(Page):

7

How do I create and initialize an array in F# based on a given record type? Suppose I want to create an Array of 100 record1 records.

e.g.

type record1 = {
  value1:string;
  value2:string
}

let myArray = Array.init 100 ?

But it appears the Array.init does not allow for this, is there a way to do this?

Edited to add:

Of course I could do something like this:

let myArray = [|for i in 0..99 -> { value1="x"; value2="y" }|]
12

This should do what you need. Hope it helps.

type record1 = {
  value1:string;
  value2:string
}

let myArray  = Array.init 100 (fun x -> {value1 = "x"; value2 = "y"})

or using Generics

let myArray  = Array.init<record1> 100 (fun x -> {value1 = "x"; value2 = "y"})
1
  • 1
    This is not as efficient as the answer using Array.create, which only has to create a single record object instead of creating 100 separate objects. Since F# records are immutable, there are no drawbacks since that object's value will never change. (See my comment on the Array.create answer for more details.) – rmunn Jun 14 '16 at 19:00
12

You can use also Array.create, which creates an array of a given size, with all its elements initialized to a defined value:

let myArray  = Array.create 100 {value1="x"; value2="y"}

Give a look to this list of array operations.

(Task A):
Transcribe the stretch of the F# array thread from "But it appears" through "Hope it helps.".
(Task B):
List every line of code in the F# array thread that begins with "let myArray".
Nothing here depends on the data, so you can leave it aside.

(Material provided):
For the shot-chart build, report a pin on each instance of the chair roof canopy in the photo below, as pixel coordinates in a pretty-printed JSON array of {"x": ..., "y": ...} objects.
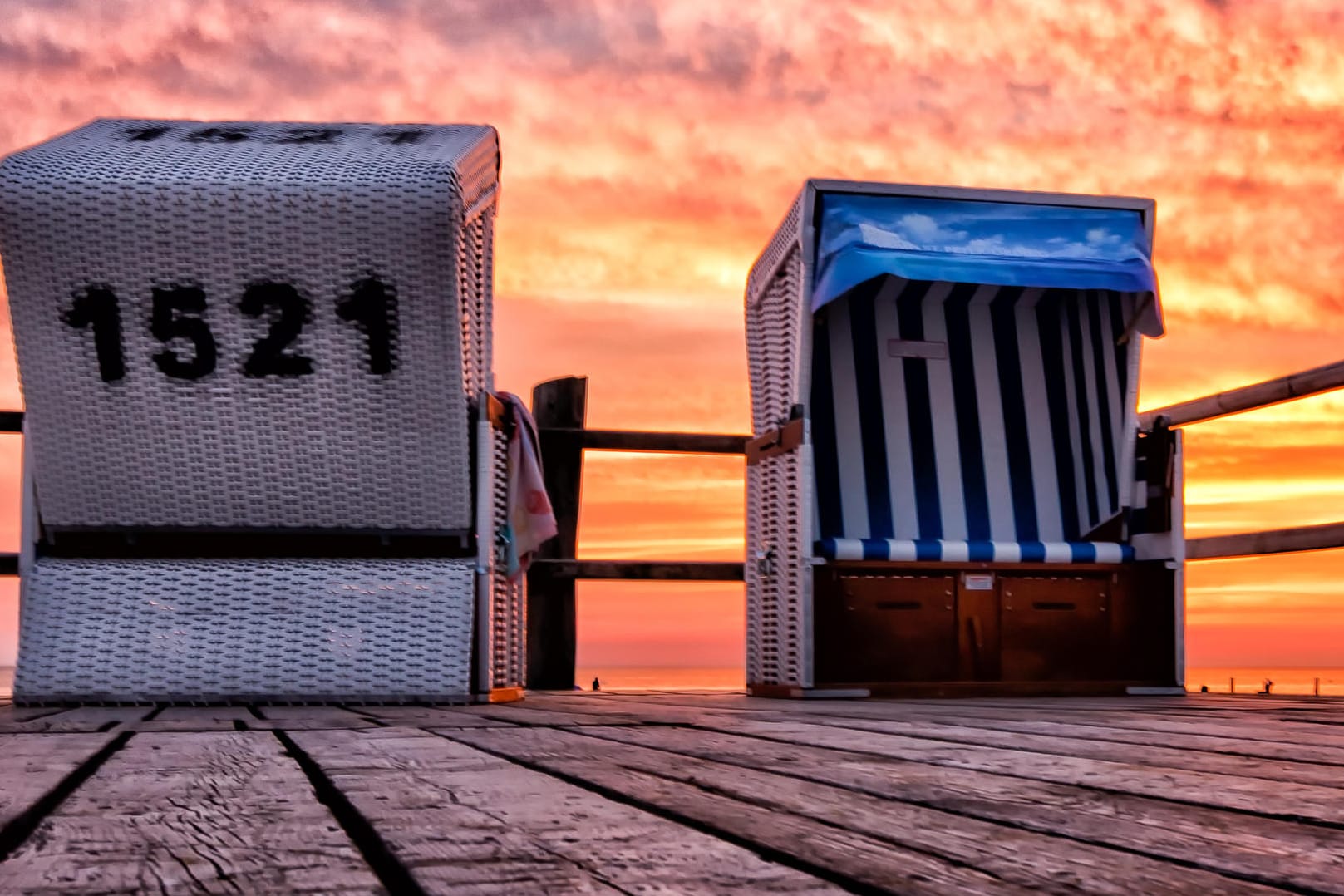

(Task output A):
But it appears the Array.init does not allow for this, is there a way to do this?

Edited to add:

Of course I could do something like this:

let myArray = [|for i in 0..99 -> { value1="x"; value2="y" }|]
12

This should do what you need. Hope it helps.

(Task output B):
- let myArray = Array.init 100 ?
- let myArray = [|for i in 0..99 -> { value1="x"; value2="y" }|]
- let myArray  = Array.init 100 (fun x -> {value1 = "x"; value2 = "y"})
- let myArray  = Array.init<record1> 100 (fun x -> {value1 = "x"; value2 = "y"})
- let myArray  = Array.create 100 {value1="x"; value2="y"}